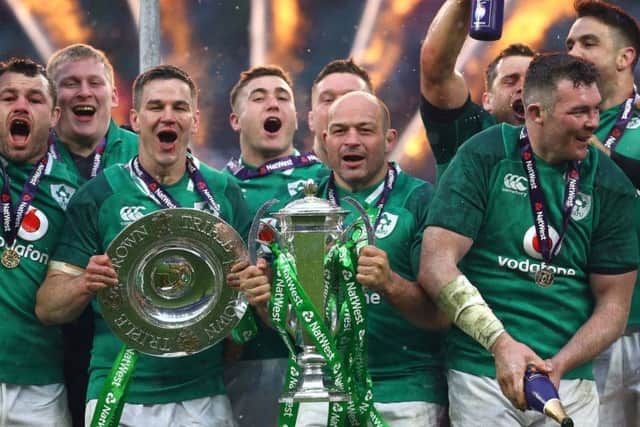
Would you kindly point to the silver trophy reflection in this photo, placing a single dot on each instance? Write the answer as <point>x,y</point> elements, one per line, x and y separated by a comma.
<point>309,227</point>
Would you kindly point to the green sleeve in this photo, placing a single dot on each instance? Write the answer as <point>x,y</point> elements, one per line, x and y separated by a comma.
<point>461,195</point>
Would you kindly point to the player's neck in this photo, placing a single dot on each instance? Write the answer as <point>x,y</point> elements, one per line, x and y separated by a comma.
<point>616,92</point>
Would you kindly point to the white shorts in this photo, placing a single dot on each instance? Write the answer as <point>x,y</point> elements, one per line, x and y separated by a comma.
<point>34,405</point>
<point>478,401</point>
<point>617,373</point>
<point>396,414</point>
<point>214,411</point>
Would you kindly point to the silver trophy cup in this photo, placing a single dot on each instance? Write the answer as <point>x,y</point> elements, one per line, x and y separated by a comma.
<point>309,227</point>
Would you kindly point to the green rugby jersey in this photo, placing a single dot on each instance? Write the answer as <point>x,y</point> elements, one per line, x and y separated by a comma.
<point>627,156</point>
<point>406,362</point>
<point>122,146</point>
<point>101,209</point>
<point>31,353</point>
<point>484,196</point>
<point>448,129</point>
<point>281,185</point>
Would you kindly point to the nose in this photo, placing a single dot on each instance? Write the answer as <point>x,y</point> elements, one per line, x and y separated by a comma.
<point>593,120</point>
<point>168,115</point>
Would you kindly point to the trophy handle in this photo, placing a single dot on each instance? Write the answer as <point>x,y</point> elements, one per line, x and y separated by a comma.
<point>371,237</point>
<point>252,239</point>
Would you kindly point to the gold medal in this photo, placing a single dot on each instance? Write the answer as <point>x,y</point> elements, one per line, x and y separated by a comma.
<point>10,258</point>
<point>544,277</point>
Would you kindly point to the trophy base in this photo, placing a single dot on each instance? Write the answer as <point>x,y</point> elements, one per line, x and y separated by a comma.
<point>314,396</point>
<point>312,387</point>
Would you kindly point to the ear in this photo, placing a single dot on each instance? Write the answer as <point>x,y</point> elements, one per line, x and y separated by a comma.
<point>391,140</point>
<point>487,100</point>
<point>133,119</point>
<point>625,58</point>
<point>535,113</point>
<point>55,116</point>
<point>310,121</point>
<point>114,97</point>
<point>234,121</point>
<point>196,122</point>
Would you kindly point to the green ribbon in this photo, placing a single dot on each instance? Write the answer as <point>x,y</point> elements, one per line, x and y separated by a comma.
<point>111,400</point>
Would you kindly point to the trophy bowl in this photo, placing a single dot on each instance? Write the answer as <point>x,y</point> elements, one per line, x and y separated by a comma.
<point>172,299</point>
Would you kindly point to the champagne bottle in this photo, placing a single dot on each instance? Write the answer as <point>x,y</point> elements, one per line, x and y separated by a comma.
<point>542,396</point>
<point>486,19</point>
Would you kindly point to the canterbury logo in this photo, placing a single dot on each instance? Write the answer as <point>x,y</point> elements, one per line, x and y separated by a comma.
<point>131,213</point>
<point>515,183</point>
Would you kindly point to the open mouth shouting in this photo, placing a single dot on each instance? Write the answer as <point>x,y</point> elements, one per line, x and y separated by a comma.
<point>272,125</point>
<point>84,112</point>
<point>352,160</point>
<point>20,130</point>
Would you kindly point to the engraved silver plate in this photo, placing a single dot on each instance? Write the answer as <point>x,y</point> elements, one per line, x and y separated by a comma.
<point>172,299</point>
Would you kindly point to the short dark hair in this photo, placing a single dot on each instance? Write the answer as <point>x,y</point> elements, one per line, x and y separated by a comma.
<point>547,70</point>
<point>161,72</point>
<point>515,49</point>
<point>612,16</point>
<point>253,73</point>
<point>30,68</point>
<point>344,66</point>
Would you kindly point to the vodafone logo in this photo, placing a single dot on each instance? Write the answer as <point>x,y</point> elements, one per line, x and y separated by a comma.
<point>532,245</point>
<point>34,225</point>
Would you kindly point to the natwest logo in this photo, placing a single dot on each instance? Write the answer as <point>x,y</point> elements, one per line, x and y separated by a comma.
<point>516,184</point>
<point>131,213</point>
<point>532,245</point>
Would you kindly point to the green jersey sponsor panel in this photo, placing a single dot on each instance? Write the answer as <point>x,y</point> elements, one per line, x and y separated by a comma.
<point>121,146</point>
<point>31,353</point>
<point>484,196</point>
<point>98,212</point>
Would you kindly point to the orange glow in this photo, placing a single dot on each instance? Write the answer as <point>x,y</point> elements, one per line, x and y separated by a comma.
<point>61,19</point>
<point>289,28</point>
<point>387,40</point>
<point>527,24</point>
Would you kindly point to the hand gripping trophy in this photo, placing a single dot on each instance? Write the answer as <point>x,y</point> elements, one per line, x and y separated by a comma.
<point>318,307</point>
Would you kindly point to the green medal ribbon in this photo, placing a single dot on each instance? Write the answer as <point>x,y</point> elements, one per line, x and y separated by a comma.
<point>111,401</point>
<point>345,351</point>
<point>246,329</point>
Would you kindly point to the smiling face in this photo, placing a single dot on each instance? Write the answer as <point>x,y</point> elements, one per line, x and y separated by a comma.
<point>166,121</point>
<point>26,115</point>
<point>265,116</point>
<point>358,140</point>
<point>85,97</point>
<point>569,124</point>
<point>504,98</point>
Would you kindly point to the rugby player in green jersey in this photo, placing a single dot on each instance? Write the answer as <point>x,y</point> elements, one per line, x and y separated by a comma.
<point>35,190</point>
<point>162,391</point>
<point>448,114</point>
<point>528,250</point>
<point>405,361</point>
<point>263,113</point>
<point>608,37</point>
<point>86,140</point>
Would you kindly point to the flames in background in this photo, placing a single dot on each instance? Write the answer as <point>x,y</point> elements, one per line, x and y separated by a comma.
<point>64,23</point>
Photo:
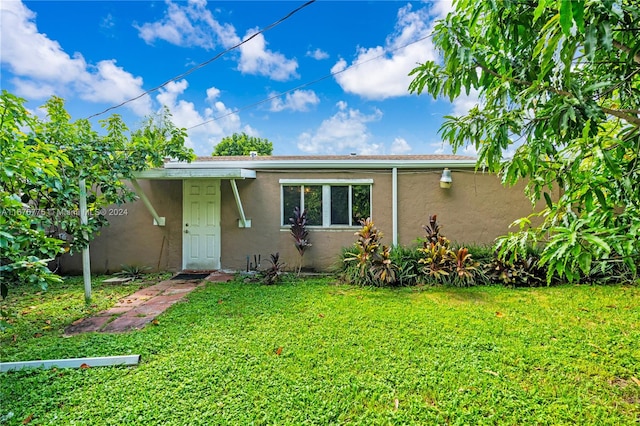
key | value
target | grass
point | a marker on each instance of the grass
(314, 352)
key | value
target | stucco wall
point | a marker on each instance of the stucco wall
(132, 239)
(476, 209)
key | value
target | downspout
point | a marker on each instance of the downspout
(243, 222)
(394, 205)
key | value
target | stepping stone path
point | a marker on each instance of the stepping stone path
(137, 310)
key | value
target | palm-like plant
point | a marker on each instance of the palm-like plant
(299, 233)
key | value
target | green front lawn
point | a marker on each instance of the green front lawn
(313, 352)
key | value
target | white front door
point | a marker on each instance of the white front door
(201, 224)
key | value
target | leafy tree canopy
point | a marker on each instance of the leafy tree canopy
(43, 161)
(559, 83)
(242, 144)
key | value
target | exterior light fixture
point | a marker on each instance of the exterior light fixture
(445, 180)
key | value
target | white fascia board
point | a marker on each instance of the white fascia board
(327, 164)
(196, 173)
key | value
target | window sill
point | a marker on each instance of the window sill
(333, 228)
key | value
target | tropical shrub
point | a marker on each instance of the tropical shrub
(273, 274)
(373, 259)
(299, 233)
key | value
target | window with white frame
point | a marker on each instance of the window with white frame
(328, 202)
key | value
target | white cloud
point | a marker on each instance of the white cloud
(255, 58)
(344, 132)
(463, 103)
(400, 146)
(387, 76)
(188, 26)
(42, 68)
(318, 54)
(212, 94)
(220, 120)
(299, 100)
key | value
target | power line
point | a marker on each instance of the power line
(306, 84)
(207, 62)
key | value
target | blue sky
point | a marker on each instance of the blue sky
(98, 54)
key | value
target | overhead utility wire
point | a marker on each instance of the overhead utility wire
(207, 62)
(306, 84)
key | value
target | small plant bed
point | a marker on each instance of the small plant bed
(316, 352)
(434, 260)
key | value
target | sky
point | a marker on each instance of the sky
(330, 79)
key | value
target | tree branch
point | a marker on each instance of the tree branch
(622, 115)
(627, 50)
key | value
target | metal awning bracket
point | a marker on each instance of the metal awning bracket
(157, 220)
(243, 222)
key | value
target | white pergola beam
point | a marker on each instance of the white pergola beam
(72, 362)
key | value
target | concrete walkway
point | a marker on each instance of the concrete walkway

-=-=-

What you should do: In the entries above, find each line that includes the string "concrete" and copy it.

Solved problem:
target | concrete walkway
point | a marker on each instance of the concrete walkway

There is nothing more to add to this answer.